START

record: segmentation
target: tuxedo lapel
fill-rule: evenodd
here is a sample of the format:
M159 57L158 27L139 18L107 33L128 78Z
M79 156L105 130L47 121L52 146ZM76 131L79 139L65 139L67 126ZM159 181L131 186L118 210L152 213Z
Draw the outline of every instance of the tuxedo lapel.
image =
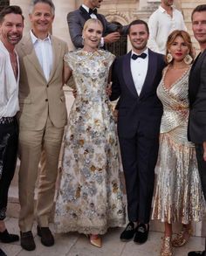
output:
M204 51L202 54L200 53L193 66L191 67L191 71L189 77L189 101L192 104L195 101L196 96L199 90L200 86L200 66L205 58L206 51Z
M43 69L41 67L40 63L38 62L30 35L27 38L25 38L25 39L22 43L22 51L28 59L28 60L33 64L34 67L45 78Z
M144 93L147 92L147 89L153 85L153 81L155 77L156 73L156 67L157 67L157 59L154 54L148 49L148 67L147 75L145 78L145 81L141 91L140 98L141 98Z
M79 12L86 21L91 18L89 13L82 6L79 7Z
M122 72L123 72L125 84L127 85L130 92L133 93L133 95L134 95L135 97L138 97L137 91L136 91L136 88L133 80L132 73L131 73L131 64L130 64L131 52L128 52L124 57L125 59L123 59Z

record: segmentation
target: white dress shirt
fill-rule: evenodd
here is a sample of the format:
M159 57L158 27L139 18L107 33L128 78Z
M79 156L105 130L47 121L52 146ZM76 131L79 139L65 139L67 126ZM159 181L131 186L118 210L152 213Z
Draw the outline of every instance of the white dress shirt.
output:
M148 68L148 49L147 48L143 52L147 54L147 57L145 59L138 58L137 59L133 59L131 58L130 60L133 80L138 95L141 94ZM133 56L133 54L137 53L132 51L131 57Z
M148 48L162 54L166 53L166 42L172 31L175 30L187 31L183 16L180 10L173 8L171 17L161 6L150 16L148 28Z
M19 62L17 60L17 78L10 63L10 53L0 41L0 118L13 117L19 110L18 105L18 81Z
M89 7L86 6L85 4L81 5L88 13L89 13ZM97 18L97 16L94 13L90 14L92 18ZM100 46L103 47L105 45L104 38L101 38Z
M33 32L31 31L31 38L45 80L48 81L53 65L52 45L50 35L44 40L41 40L35 37Z

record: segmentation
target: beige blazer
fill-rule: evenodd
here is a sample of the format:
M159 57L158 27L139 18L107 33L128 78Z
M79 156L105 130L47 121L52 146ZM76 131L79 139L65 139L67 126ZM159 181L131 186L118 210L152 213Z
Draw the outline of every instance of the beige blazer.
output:
M49 80L36 55L30 33L17 47L20 64L18 114L20 128L41 130L48 116L52 124L62 128L66 123L65 98L63 91L65 42L52 36L53 67Z

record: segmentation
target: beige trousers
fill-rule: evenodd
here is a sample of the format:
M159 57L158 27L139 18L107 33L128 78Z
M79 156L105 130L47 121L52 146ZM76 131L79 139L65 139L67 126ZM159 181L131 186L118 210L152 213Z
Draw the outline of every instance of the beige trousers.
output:
M20 128L19 131L19 227L21 232L31 231L34 220L34 190L38 165L41 169L38 184L37 217L40 226L49 225L52 209L55 183L64 128L55 128L47 120L43 130L32 131Z

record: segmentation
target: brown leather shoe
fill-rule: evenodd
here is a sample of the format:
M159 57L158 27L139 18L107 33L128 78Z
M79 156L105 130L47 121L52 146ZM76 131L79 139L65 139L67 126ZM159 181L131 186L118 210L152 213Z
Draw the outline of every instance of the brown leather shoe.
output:
M33 251L36 248L34 237L31 232L20 232L21 246L26 251Z
M45 246L52 246L54 245L54 238L51 230L46 227L38 225L38 235L41 238L42 245Z

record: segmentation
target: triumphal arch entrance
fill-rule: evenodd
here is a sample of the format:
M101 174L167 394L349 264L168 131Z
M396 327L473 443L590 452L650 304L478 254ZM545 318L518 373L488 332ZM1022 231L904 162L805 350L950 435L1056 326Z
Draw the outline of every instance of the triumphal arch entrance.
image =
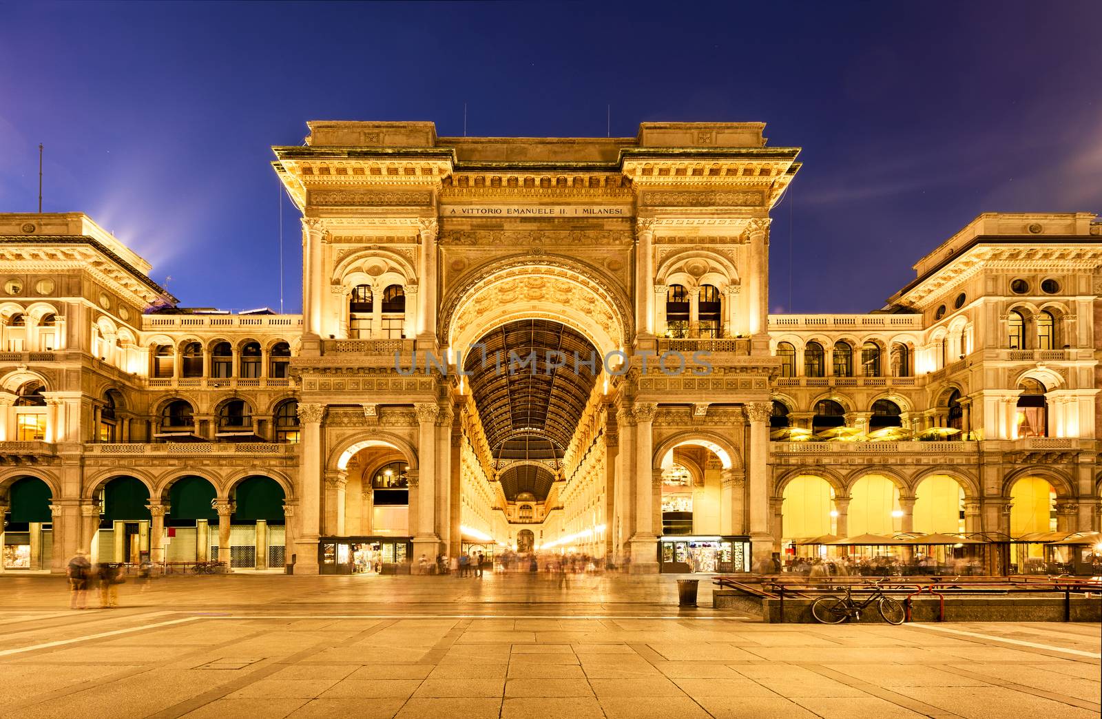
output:
M763 130L274 148L303 215L298 571L768 558L769 211L799 163Z

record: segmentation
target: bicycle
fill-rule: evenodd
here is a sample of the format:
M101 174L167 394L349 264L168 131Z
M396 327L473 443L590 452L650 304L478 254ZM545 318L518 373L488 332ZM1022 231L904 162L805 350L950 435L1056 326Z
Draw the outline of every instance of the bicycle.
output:
M907 619L903 604L885 594L879 582L876 582L873 592L862 602L854 601L851 587L845 588L844 598L834 594L820 597L811 602L811 615L822 624L841 624L851 618L861 619L861 612L874 602L880 616L888 624L903 624L904 620Z

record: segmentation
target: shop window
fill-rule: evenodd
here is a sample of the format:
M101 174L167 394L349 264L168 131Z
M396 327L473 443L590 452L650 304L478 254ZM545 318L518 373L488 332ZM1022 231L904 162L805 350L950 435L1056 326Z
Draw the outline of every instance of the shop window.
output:
M172 354L172 345L160 344L153 351L153 376L159 378L172 377L175 373L175 357Z
M822 377L824 371L823 346L818 342L809 342L803 346L803 374L808 377Z
M815 403L815 415L811 420L811 431L821 432L834 427L845 426L845 409L833 399L820 399Z
M868 418L868 429L876 430L885 427L901 427L903 412L899 405L890 399L877 399L873 403L872 416Z
M700 298L696 301L700 336L720 336L720 290L711 285L702 285Z
M236 430L252 427L252 412L241 399L230 399L218 410L218 429Z
M880 345L866 342L861 347L861 372L866 377L880 376Z
M192 406L183 399L174 399L161 411L161 427L192 427L195 425Z
M234 376L234 348L228 342L214 345L210 376L224 379Z
M770 429L785 429L791 422L788 417L788 405L776 399L773 400L773 414L769 416Z
M260 376L260 343L247 342L241 347L241 377L255 379Z
M1006 320L1006 346L1011 350L1026 348L1026 323L1020 312L1012 311Z
M853 376L853 347L849 342L834 343L834 376Z
M1045 385L1023 379L1018 385L1017 437L1048 437L1048 400Z
M1052 313L1045 311L1037 315L1037 348L1038 350L1055 350L1056 348L1056 320L1052 318Z
M20 442L46 439L45 412L18 412L15 415L15 439Z
M291 376L291 345L287 342L277 342L272 345L268 376L283 379Z
M276 423L276 441L296 443L299 441L299 403L288 399L276 408L272 418Z
M780 376L796 376L796 347L790 342L777 343L777 356L780 357Z

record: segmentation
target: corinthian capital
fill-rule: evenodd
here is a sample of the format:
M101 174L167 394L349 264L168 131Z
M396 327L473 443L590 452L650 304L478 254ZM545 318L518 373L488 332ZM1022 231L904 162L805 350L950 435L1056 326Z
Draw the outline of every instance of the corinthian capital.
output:
M421 239L436 239L436 234L440 232L440 224L435 217L421 217L417 221L417 226L418 232L421 233Z
M436 418L440 416L440 407L431 403L413 405L413 409L417 410L417 420L419 422L435 423Z
M299 405L299 421L320 422L325 416L325 405Z
M658 403L637 401L635 403L633 414L635 415L635 421L637 422L651 422L655 420L655 414L657 411Z
M767 401L752 401L745 405L746 418L752 422L767 422L773 415L773 405Z

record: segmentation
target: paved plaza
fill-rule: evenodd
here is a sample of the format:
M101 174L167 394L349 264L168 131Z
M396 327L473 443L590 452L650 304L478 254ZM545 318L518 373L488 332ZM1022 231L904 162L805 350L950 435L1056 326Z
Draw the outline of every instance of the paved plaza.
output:
M1099 716L1098 624L770 625L673 578L0 578L0 717ZM98 607L89 594L89 607Z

END

WRITTEN TASK. Convert the lines of the items above, from the first line through the line containing "M49 80L36 55L30", into a Markdown table with the columns Row and Text. Omit blank lines and leave the pictures out.

TASK RESPONSE.
| Row | Text |
|---|---|
| 1 | record: segmentation |
| 2 | target: tuxedo lapel |
| 3 | fill-rule: evenodd |
| 4 | here is a sample of the format: |
| 5 | M159 57L158 27L139 18L107 33L128 78Z |
| 6 | M79 156L105 130L47 121L52 146ZM76 131L79 139L65 139L67 126ZM159 181L131 186L118 210L152 213Z |
| 7 | Draw the outline of every instance of the tuxedo lapel. |
| 8 | image = |
| 9 | output: |
| 10 | M204 51L202 54L200 53L193 66L191 67L191 71L189 77L189 101L192 104L195 101L196 96L199 90L200 86L200 66L205 58L206 51Z |
| 11 | M43 69L41 67L40 63L38 62L30 35L27 38L25 38L25 39L22 43L22 51L28 59L28 60L33 64L34 67L45 78Z |
| 12 | M144 93L147 92L147 89L153 85L153 81L155 77L156 73L156 67L157 67L157 59L154 54L148 49L148 67L147 75L145 78L145 81L141 91L140 98L141 98Z |
| 13 | M79 12L86 21L91 18L89 13L82 6L79 7Z |
| 14 | M122 72L123 72L125 84L127 85L130 92L133 93L133 95L134 95L135 97L138 97L137 91L136 91L136 88L133 80L132 73L131 73L131 64L130 64L131 52L128 52L124 57L125 59L123 59Z |
| 15 | record: segmentation |
| 16 | target: white dress shirt |
| 17 | fill-rule: evenodd |
| 18 | here is a sample of the format: |
| 19 | M159 57L158 27L139 18L107 33L128 78Z |
| 20 | M79 156L105 130L47 121L52 146ZM76 131L79 139L65 139L67 126ZM159 181L131 186L118 210L152 213Z |
| 21 | Draw the outline of every instance of the white dress shirt. |
| 22 | output: |
| 23 | M148 68L148 49L147 48L143 52L147 54L147 57L145 59L138 58L137 59L133 59L131 58L130 60L133 80L138 95L141 94ZM133 56L133 54L137 53L132 51L131 57Z |
| 24 | M148 48L162 54L166 53L166 42L172 31L175 30L187 31L183 16L180 10L173 8L171 17L161 6L150 16L148 28Z |
| 25 | M19 62L17 60L17 78L10 63L10 53L0 41L0 118L13 117L19 110L18 105L18 81Z |
| 26 | M89 7L86 6L85 4L81 5L88 13L89 13ZM97 18L97 16L94 13L90 14L92 18ZM100 46L103 47L105 45L104 38L101 38Z |
| 27 | M33 32L31 31L31 38L45 80L48 81L53 65L52 45L50 35L44 40L41 40L35 37Z |
| 28 | record: segmentation |
| 29 | target: beige blazer |
| 30 | fill-rule: evenodd |
| 31 | here is a sample of the format: |
| 32 | M159 57L158 27L139 18L107 33L128 78Z |
| 33 | M79 156L105 130L47 121L52 146ZM76 131L79 139L65 139L67 126ZM159 181L131 186L118 210L152 213Z |
| 34 | Draw the outline of every instance of the beige blazer. |
| 35 | output: |
| 36 | M49 80L36 55L30 33L17 47L20 64L18 114L20 128L41 130L48 116L52 124L62 128L66 123L65 98L63 91L65 42L52 36L53 67Z |